**Document extract:**
Perhaps Weasel was helpful to a Federal Appeals Court recently, by standing up to Mega-corporations, when oil and gas leases were denied access to scenic public lands in Wyoming and Utah. Was it Weasel that assisted David-like local municipalities by enacting local bans or moratoriums on Goliath-like oil and gas companies to prevent gas drilling and “fracking” that pumps millions of gallons of chemically treated water into the ground to extract gas from deposits deep down in our Mother’s veins? Synchronistically, Weasel parallels a recent movement of politicians that are beginning to see through the Fog of War by taking a stand against the War Hawk mentality in American foreign policy. In short, Hawkish agenda du jour seeks to push for more Drones and robots that popular films such as the Terminator and Robocop showcased in the entertainment industry, under the guise of a self-fulfilling prophecy back in the 1980s and 90s. Do we want to reenact the warmongering history of the Old Testament or do we really want to manifest a New Covenant by co-creating a Divine marriage between Heaven and Earth? Great Spirit is helping us wake up to a higher quality of respect. Rather devolving into a reptilian-brain, fear-based respect that mirrors a gangbanger mind-set, we need to clear our Karma by earning respect back from our more vulnerable populations. The oppressor must welcome the oppressed to the negotiating table with transparency and trust so that we may heal our wounds. With great freedom comes great responsibility, as the same systems that oppress can liberate. Taxation with Representation in part looks like crafting legislation that eradicates our Weapons of Mass Destruction without blowing things out of proportion. But we all need to do our part. Weasel’s medicine can silently help us pursue the process of inner peace by dissolving our internal warheads, so that the waves of this energetic Tsunami are felt across our Planet and we are universally inundated.

[Saved entries]
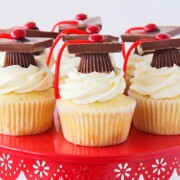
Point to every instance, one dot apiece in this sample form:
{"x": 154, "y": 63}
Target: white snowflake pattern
{"x": 159, "y": 166}
{"x": 41, "y": 168}
{"x": 122, "y": 171}
{"x": 6, "y": 162}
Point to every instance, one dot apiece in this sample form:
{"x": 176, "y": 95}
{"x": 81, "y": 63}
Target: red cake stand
{"x": 50, "y": 156}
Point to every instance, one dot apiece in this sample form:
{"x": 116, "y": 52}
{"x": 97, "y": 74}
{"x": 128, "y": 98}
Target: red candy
{"x": 96, "y": 38}
{"x": 18, "y": 33}
{"x": 30, "y": 25}
{"x": 150, "y": 27}
{"x": 162, "y": 36}
{"x": 81, "y": 17}
{"x": 93, "y": 29}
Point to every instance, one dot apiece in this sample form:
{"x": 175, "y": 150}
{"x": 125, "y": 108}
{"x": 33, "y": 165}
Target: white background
{"x": 117, "y": 15}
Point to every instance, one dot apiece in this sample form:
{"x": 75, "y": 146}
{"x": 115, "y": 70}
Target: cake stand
{"x": 50, "y": 156}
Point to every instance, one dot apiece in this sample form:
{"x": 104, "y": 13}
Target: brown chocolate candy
{"x": 21, "y": 52}
{"x": 83, "y": 24}
{"x": 137, "y": 35}
{"x": 105, "y": 47}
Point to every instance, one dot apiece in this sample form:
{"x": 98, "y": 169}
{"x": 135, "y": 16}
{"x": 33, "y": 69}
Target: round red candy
{"x": 81, "y": 17}
{"x": 30, "y": 25}
{"x": 162, "y": 36}
{"x": 150, "y": 27}
{"x": 18, "y": 33}
{"x": 96, "y": 38}
{"x": 93, "y": 29}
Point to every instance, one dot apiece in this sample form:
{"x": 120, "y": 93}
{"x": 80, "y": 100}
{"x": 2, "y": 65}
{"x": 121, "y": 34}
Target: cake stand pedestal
{"x": 50, "y": 156}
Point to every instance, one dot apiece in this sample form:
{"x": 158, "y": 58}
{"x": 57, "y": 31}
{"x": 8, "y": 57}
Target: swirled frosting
{"x": 22, "y": 80}
{"x": 92, "y": 87}
{"x": 133, "y": 60}
{"x": 156, "y": 83}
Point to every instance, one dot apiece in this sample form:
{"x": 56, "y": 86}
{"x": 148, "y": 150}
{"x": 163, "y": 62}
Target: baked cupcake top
{"x": 158, "y": 77}
{"x": 95, "y": 79}
{"x": 20, "y": 72}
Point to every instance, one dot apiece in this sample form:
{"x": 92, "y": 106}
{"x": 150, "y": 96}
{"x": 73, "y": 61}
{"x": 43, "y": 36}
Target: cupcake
{"x": 156, "y": 88}
{"x": 33, "y": 31}
{"x": 26, "y": 86}
{"x": 69, "y": 61}
{"x": 93, "y": 109}
{"x": 138, "y": 33}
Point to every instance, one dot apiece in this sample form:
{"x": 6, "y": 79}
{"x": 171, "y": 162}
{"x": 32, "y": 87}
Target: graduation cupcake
{"x": 26, "y": 86}
{"x": 138, "y": 33}
{"x": 93, "y": 109}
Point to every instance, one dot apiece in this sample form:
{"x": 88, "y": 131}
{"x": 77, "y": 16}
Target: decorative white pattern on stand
{"x": 159, "y": 166}
{"x": 123, "y": 171}
{"x": 6, "y": 162}
{"x": 41, "y": 168}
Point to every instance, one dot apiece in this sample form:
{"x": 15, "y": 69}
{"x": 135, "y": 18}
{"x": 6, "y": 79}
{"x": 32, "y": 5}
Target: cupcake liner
{"x": 26, "y": 117}
{"x": 156, "y": 116}
{"x": 95, "y": 127}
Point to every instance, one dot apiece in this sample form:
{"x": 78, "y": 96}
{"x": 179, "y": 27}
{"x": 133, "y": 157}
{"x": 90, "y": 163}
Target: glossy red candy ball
{"x": 162, "y": 36}
{"x": 96, "y": 38}
{"x": 30, "y": 25}
{"x": 93, "y": 29}
{"x": 150, "y": 27}
{"x": 18, "y": 33}
{"x": 81, "y": 17}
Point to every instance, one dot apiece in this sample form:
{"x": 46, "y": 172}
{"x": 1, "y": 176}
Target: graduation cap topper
{"x": 81, "y": 21}
{"x": 19, "y": 49}
{"x": 164, "y": 49}
{"x": 165, "y": 52}
{"x": 94, "y": 54}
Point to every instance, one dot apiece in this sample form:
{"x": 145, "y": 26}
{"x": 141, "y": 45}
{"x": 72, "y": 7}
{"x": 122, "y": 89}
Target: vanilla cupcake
{"x": 70, "y": 61}
{"x": 93, "y": 109}
{"x": 156, "y": 89}
{"x": 138, "y": 33}
{"x": 26, "y": 87}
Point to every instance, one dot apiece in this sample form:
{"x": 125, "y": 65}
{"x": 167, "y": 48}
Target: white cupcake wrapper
{"x": 156, "y": 116}
{"x": 26, "y": 117}
{"x": 95, "y": 128}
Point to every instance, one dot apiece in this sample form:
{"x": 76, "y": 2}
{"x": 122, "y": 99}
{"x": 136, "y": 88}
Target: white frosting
{"x": 157, "y": 83}
{"x": 22, "y": 80}
{"x": 92, "y": 87}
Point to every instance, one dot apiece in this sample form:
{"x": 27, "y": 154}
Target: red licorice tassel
{"x": 70, "y": 22}
{"x": 5, "y": 36}
{"x": 133, "y": 46}
{"x": 58, "y": 38}
{"x": 134, "y": 29}
{"x": 123, "y": 50}
{"x": 57, "y": 69}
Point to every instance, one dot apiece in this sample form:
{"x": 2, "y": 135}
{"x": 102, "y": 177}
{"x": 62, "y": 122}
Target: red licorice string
{"x": 70, "y": 22}
{"x": 57, "y": 69}
{"x": 5, "y": 36}
{"x": 58, "y": 38}
{"x": 123, "y": 50}
{"x": 134, "y": 29}
{"x": 132, "y": 47}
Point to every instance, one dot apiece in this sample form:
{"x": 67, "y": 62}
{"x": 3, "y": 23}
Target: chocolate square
{"x": 137, "y": 35}
{"x": 29, "y": 45}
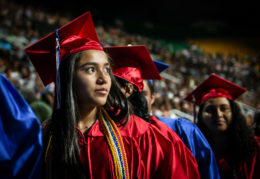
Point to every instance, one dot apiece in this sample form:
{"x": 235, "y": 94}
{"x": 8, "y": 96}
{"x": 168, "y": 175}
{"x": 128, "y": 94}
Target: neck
{"x": 87, "y": 118}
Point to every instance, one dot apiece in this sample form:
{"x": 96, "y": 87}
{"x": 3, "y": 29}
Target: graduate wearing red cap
{"x": 131, "y": 64}
{"x": 188, "y": 132}
{"x": 221, "y": 120}
{"x": 92, "y": 133}
{"x": 81, "y": 140}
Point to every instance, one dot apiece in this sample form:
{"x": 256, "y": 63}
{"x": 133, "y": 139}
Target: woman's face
{"x": 93, "y": 79}
{"x": 217, "y": 114}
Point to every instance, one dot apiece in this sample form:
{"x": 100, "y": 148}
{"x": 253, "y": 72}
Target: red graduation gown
{"x": 150, "y": 153}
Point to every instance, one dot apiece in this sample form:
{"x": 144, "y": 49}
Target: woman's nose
{"x": 102, "y": 77}
{"x": 219, "y": 113}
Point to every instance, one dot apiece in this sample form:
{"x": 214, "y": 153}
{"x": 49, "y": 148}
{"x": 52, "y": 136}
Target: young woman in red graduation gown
{"x": 130, "y": 65}
{"x": 92, "y": 133}
{"x": 220, "y": 118}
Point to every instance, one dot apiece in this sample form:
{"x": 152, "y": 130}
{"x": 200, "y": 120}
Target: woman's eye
{"x": 107, "y": 70}
{"x": 209, "y": 109}
{"x": 90, "y": 69}
{"x": 224, "y": 108}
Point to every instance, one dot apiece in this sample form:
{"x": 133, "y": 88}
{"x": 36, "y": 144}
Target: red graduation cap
{"x": 132, "y": 63}
{"x": 214, "y": 87}
{"x": 76, "y": 36}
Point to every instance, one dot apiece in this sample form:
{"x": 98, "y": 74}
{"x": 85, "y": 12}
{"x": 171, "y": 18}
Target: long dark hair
{"x": 65, "y": 148}
{"x": 137, "y": 100}
{"x": 241, "y": 139}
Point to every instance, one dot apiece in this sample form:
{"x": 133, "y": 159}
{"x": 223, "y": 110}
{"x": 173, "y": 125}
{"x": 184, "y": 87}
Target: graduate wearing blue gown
{"x": 20, "y": 135}
{"x": 190, "y": 134}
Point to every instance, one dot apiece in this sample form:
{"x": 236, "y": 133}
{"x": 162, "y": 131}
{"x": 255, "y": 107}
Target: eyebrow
{"x": 92, "y": 63}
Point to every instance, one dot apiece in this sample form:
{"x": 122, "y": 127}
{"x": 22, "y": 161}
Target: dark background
{"x": 168, "y": 19}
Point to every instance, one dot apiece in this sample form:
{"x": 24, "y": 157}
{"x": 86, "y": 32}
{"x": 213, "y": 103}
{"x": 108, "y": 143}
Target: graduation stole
{"x": 115, "y": 144}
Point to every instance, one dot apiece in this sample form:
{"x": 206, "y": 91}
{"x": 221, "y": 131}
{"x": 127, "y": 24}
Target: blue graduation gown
{"x": 20, "y": 135}
{"x": 193, "y": 138}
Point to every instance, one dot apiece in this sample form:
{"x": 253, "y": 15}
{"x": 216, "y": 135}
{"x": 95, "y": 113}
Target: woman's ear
{"x": 152, "y": 98}
{"x": 129, "y": 88}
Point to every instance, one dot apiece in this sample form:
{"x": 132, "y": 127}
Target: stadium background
{"x": 195, "y": 37}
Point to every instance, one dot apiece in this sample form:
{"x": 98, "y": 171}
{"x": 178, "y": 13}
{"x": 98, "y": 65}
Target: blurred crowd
{"x": 22, "y": 25}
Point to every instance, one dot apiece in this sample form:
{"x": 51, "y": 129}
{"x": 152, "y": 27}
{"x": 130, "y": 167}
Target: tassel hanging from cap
{"x": 58, "y": 69}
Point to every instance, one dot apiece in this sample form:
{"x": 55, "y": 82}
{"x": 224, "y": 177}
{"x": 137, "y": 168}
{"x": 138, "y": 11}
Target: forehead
{"x": 95, "y": 56}
{"x": 217, "y": 101}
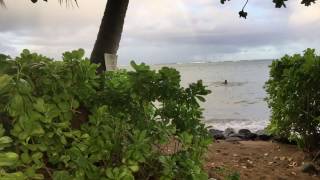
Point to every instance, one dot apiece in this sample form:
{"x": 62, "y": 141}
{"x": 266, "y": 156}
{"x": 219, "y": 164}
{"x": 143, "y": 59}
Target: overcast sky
{"x": 164, "y": 31}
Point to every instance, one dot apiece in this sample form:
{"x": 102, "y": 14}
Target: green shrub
{"x": 294, "y": 98}
{"x": 60, "y": 120}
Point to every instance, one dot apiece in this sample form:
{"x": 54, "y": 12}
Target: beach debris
{"x": 247, "y": 134}
{"x": 263, "y": 135}
{"x": 233, "y": 139}
{"x": 293, "y": 164}
{"x": 308, "y": 168}
{"x": 228, "y": 132}
{"x": 270, "y": 163}
{"x": 216, "y": 134}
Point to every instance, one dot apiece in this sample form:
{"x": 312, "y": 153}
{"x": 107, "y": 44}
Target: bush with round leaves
{"x": 60, "y": 120}
{"x": 294, "y": 98}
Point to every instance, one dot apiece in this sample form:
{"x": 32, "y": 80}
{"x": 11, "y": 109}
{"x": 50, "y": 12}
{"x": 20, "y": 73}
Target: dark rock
{"x": 309, "y": 168}
{"x": 237, "y": 135}
{"x": 233, "y": 139}
{"x": 244, "y": 131}
{"x": 284, "y": 140}
{"x": 228, "y": 132}
{"x": 216, "y": 134}
{"x": 263, "y": 135}
{"x": 247, "y": 134}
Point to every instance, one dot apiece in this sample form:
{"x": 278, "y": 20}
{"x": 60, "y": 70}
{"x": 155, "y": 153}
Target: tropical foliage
{"x": 294, "y": 97}
{"x": 60, "y": 120}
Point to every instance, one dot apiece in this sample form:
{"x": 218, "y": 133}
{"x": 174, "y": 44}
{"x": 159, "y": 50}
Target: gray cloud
{"x": 164, "y": 31}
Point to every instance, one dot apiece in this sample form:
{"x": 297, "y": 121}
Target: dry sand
{"x": 257, "y": 160}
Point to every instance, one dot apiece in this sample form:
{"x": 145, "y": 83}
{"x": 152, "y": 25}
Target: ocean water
{"x": 240, "y": 103}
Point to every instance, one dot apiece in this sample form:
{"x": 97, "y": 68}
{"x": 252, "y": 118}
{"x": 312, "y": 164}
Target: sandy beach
{"x": 257, "y": 160}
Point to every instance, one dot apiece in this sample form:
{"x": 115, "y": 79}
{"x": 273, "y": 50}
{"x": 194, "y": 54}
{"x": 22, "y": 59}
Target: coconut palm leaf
{"x": 2, "y": 3}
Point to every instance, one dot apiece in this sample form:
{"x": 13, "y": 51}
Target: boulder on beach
{"x": 247, "y": 134}
{"x": 309, "y": 168}
{"x": 228, "y": 132}
{"x": 263, "y": 135}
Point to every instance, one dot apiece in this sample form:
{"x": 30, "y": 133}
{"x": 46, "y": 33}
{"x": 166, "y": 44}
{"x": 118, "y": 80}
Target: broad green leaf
{"x": 8, "y": 159}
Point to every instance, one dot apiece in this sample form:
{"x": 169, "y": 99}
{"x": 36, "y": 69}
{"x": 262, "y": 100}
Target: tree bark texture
{"x": 110, "y": 31}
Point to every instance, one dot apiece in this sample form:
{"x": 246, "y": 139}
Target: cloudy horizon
{"x": 165, "y": 31}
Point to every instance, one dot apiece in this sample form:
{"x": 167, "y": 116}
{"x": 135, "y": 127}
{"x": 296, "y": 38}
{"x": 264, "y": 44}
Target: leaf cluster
{"x": 294, "y": 98}
{"x": 60, "y": 120}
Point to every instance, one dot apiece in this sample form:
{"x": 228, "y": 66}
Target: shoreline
{"x": 262, "y": 160}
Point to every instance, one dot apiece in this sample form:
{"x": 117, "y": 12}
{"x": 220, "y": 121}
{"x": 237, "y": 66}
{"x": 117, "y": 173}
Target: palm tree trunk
{"x": 110, "y": 31}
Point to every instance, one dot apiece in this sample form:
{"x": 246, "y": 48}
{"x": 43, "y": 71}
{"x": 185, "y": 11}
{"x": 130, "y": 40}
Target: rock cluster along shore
{"x": 230, "y": 134}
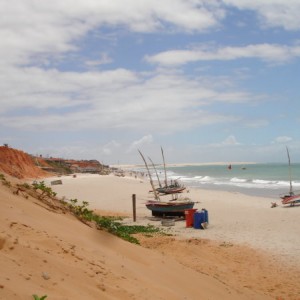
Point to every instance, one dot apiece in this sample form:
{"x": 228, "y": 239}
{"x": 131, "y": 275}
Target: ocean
{"x": 267, "y": 180}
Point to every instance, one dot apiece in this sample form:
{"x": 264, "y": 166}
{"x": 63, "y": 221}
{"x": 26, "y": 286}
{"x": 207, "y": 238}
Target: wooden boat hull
{"x": 159, "y": 208}
{"x": 291, "y": 199}
{"x": 171, "y": 190}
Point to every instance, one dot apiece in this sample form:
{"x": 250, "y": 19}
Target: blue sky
{"x": 207, "y": 80}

**Task description:**
Please continue the passage about Weasel's medicine from where it stops.

**Task output:**
When remembering to consume the free-spirited energy of Weasel, we learn how to pursue our goals, while staying out of trouble. Do you need to weasel your way out of situations that don’t appear to allow for it? Do you need to develop your own observational skills? Are you being too vocal in your pursuits? Do you need to dig deeper into your soul? Are you and others being honest? Weasel is powerful medicine that aids us in developing our observational skills, read between the lines, see beneath the surface and perceive the truth behind the smoke and mirrors. We are able to hear what is really being said and see multiple consequences to an event, much like playing chess. May we use its medicine to shine our light in a discreet fashion for mutual-aid. The time is now to ascend from a dimensionally challenged perspective, so that we may open up to a multi-dimensional worldview that values a deeper heartfelt connection to one another.